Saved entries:
━━━━━━━━━━━━━━━━━━━━━━━━━━━━━━
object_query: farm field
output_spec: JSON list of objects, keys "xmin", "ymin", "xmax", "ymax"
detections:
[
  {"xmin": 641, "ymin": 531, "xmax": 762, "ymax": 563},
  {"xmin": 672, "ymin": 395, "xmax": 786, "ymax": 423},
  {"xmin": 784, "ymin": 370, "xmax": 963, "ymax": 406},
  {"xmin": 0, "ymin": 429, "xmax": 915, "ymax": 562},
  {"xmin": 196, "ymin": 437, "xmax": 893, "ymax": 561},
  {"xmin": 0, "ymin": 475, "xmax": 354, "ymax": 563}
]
━━━━━━━━━━━━━━━━━━━━━━━━━━━━━━
# EXERCISE GOAL:
Restate every line of the data word for word.

# RESPONSE:
object_query: farm field
output_spec: JSON list of objects, keys "xmin", "ymin", "xmax", "ymax"
detections:
[
  {"xmin": 641, "ymin": 531, "xmax": 762, "ymax": 563},
  {"xmin": 672, "ymin": 395, "xmax": 786, "ymax": 423},
  {"xmin": 784, "ymin": 370, "xmax": 963, "ymax": 406},
  {"xmin": 0, "ymin": 429, "xmax": 915, "ymax": 562},
  {"xmin": 196, "ymin": 437, "xmax": 893, "ymax": 561},
  {"xmin": 0, "ymin": 475, "xmax": 354, "ymax": 563}
]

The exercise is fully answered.